# Given text
A Feb. 6 kickoff event covered topics of inclusive curriculum, inclusive excellence in the workplace, and micro-aggressions and received nearly 90 percent participation from the college's full-time staff, faculty and administrators. Four education students were also invited to speak along with Lisa Gunderson, an equity consultant and counselor who delivered the keynote address.

Kandace Hinton, chairperson for the taskforce and associate professor in the department of educational leadership, said participant response was encouraging and their assessments following the first event helped create a yearlong event schedule, including bi-monthly brownbag sessions that kicked off Feb. 25.

“This provides a space for us to dialogue about important subjects,” said Larry Tinnerman, associate professor of department of curriculum, instruction, and media technology, who participated in the March 11 session. “It's an open forum that gives us the ability to see various points of view within the college.”

Signs of diversity in media, classrooms and communities are mixed though, making the taskforce vital to the conversation, said Tim Boileau, instructor in the department of curriculum, instruction, and media technology who serves on the taskforce.

“The purpose of the Diversity, Inclusion, and Global Engagement Taskforce, to me, is to find ways to celebrate our differences by acknowledging and including the entire spectrum of humanity, wherever you may be in terms of the intersection of age, race, religion, gender, ethnicity, socio-economic status, sexuality, mobility; or any other classification that you consider relevant to your sense of self,” he said. “That's the beauty of inclusive excellence: it allows us to all be the same, while simultaneously allowing us all to be different, without class discrimination or marginalization. It just feels better to love, than it does to hate.”

Course development workshops are scheduled for March and April, but content on issues around diversity and inclusion are already being presented in courses taught at the college.

Mary Howard-Hamilton, professor in the department of educational leadership, used headlines about a group of University of Oklahoma students who were filmed making racist remarks to open a conversation with graduate students in her administration and leadership in higher education course.

“When you discuss topics like this in class it's important for students to know that you are sincere and have a passion for social justice,” she said.

This fall, a faculty and staff development team will measure the taskforce's efforts to increase cultural competence and discuss recommitment to the action steps. Action planning for further assessment will begin in September.

The taskforce will conclude in December with an end-of-the-year speaker, which Hinton said it may be opened to the entire university to inspire other colleges to follow suit.

“We may not learn every single culture or language to a tee, but we certainly ought to have the knowledge, skills and awareness of those variances within our world,” Hinton said. “The U.S. will be more than 60 percent non-white by 2050 and that is not far away. The folks we are training now will be in place as leaders at that time, so we need to prepare them.”

# Dataset content

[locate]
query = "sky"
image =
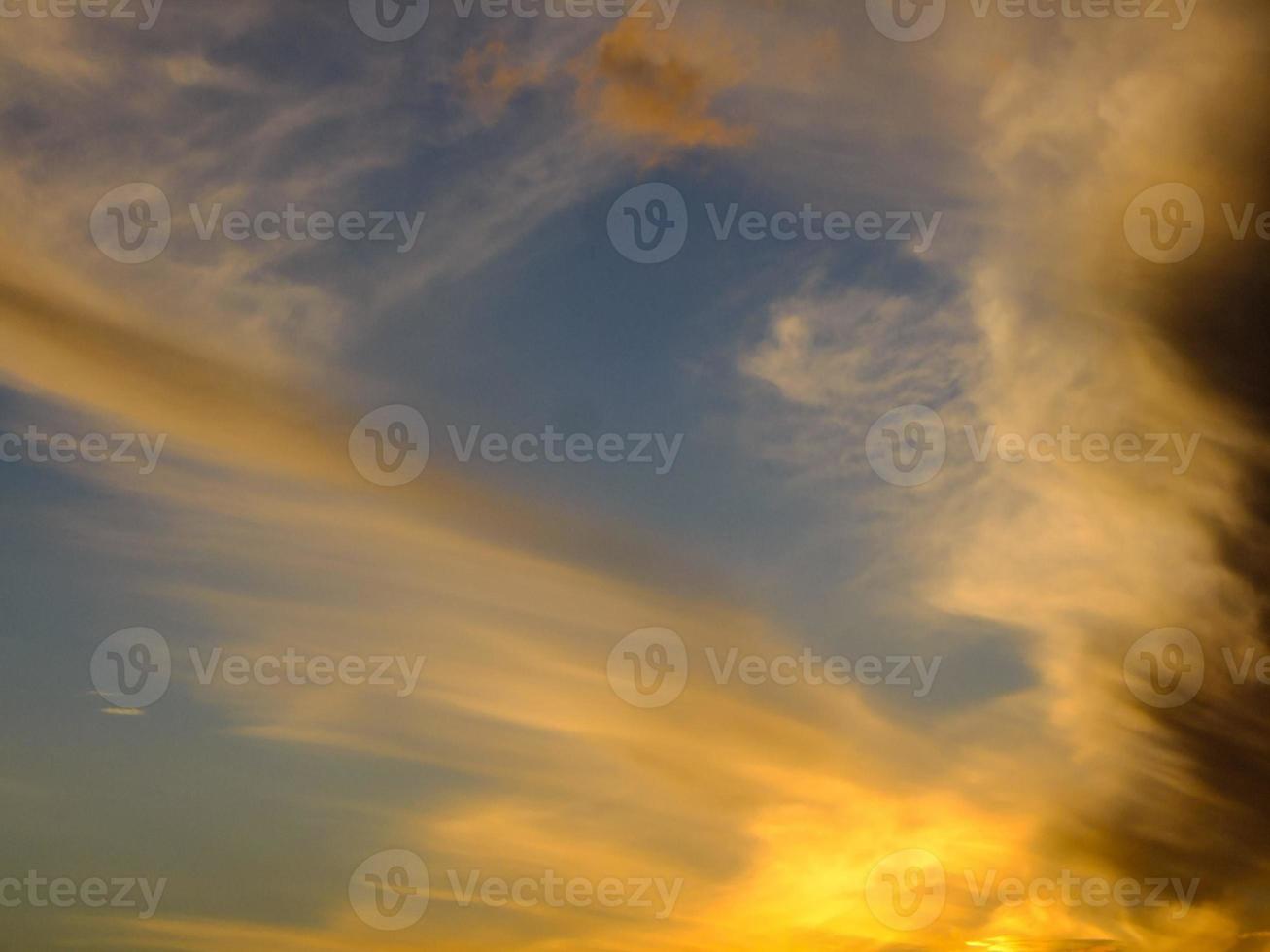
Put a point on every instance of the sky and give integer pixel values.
(745, 475)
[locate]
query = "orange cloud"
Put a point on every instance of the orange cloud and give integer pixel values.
(637, 86)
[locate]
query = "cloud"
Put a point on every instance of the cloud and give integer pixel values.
(640, 85)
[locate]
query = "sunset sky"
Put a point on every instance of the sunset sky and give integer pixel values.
(1057, 226)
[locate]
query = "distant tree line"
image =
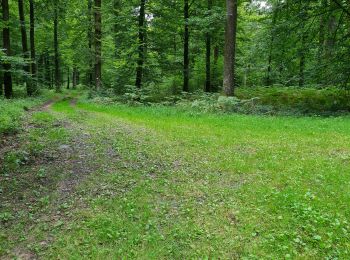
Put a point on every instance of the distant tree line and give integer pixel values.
(174, 46)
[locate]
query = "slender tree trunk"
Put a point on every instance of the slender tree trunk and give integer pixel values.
(1, 83)
(230, 47)
(98, 44)
(302, 60)
(57, 58)
(68, 78)
(90, 43)
(141, 43)
(116, 7)
(32, 45)
(208, 87)
(7, 46)
(302, 51)
(75, 77)
(272, 41)
(24, 46)
(186, 72)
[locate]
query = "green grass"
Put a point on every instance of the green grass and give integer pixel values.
(209, 186)
(175, 184)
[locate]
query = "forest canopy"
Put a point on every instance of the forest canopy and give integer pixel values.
(174, 46)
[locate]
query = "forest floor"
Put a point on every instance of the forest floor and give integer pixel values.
(83, 180)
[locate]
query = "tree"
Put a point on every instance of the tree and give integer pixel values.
(230, 47)
(90, 43)
(7, 46)
(186, 70)
(208, 87)
(57, 55)
(98, 44)
(141, 45)
(25, 46)
(32, 44)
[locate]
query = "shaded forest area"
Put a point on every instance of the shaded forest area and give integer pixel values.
(175, 129)
(168, 47)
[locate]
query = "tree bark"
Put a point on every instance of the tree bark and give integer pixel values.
(90, 43)
(116, 7)
(208, 87)
(186, 72)
(7, 46)
(1, 83)
(302, 51)
(273, 27)
(98, 44)
(57, 58)
(75, 77)
(215, 69)
(230, 47)
(32, 45)
(141, 43)
(24, 46)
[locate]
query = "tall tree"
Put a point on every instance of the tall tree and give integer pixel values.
(24, 45)
(7, 46)
(208, 55)
(272, 41)
(141, 43)
(230, 47)
(57, 57)
(186, 76)
(90, 43)
(302, 51)
(32, 44)
(98, 44)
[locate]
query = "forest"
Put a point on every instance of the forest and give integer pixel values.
(174, 129)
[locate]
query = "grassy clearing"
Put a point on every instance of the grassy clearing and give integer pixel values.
(173, 184)
(214, 186)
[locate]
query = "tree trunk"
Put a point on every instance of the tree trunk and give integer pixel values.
(208, 56)
(7, 48)
(90, 42)
(273, 27)
(24, 46)
(141, 43)
(57, 58)
(75, 77)
(230, 47)
(216, 82)
(302, 60)
(186, 48)
(98, 44)
(302, 51)
(116, 7)
(32, 45)
(68, 78)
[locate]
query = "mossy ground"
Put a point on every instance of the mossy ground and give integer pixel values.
(155, 182)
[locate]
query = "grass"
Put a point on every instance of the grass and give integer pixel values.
(174, 184)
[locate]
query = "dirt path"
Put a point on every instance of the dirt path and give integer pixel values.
(43, 176)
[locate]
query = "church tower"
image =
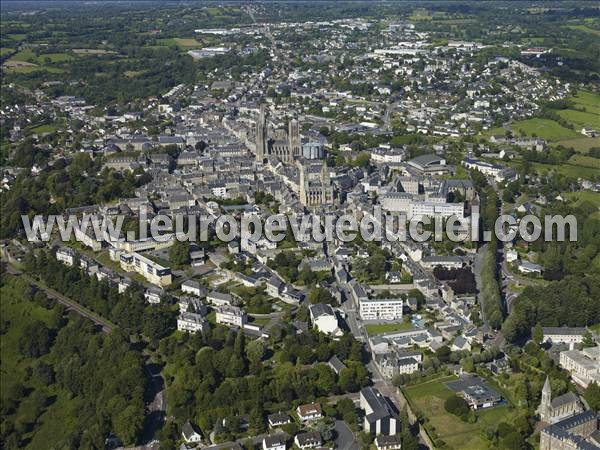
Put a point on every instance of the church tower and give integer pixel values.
(261, 133)
(545, 409)
(303, 184)
(294, 140)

# What you will do
a) According to the taskforce article, why does Hinton say the people being trained now must be prepared? Answer in one to three sentences.
b) Write out the taskforce article from "This fall, a" up to and including "to follow suit.".
The items have no connection to the taskforce article.

# Full solutions
a) Hinton says the U.S. will be more than 60 percent non-white by 2050, which is not far away. The people being trained now will be in place as leaders at that time, so they need to be prepared.

b)
This fall, a faculty and staff development team will measure the taskforce's efforts to increase cultural competence and discuss recommitment to the action steps. Action planning for further assessment will begin in September.

The taskforce will conclude in December with an end-of-the-year speaker, which Hinton said it may be opened to the entire university to inspire other colleges to follow suit.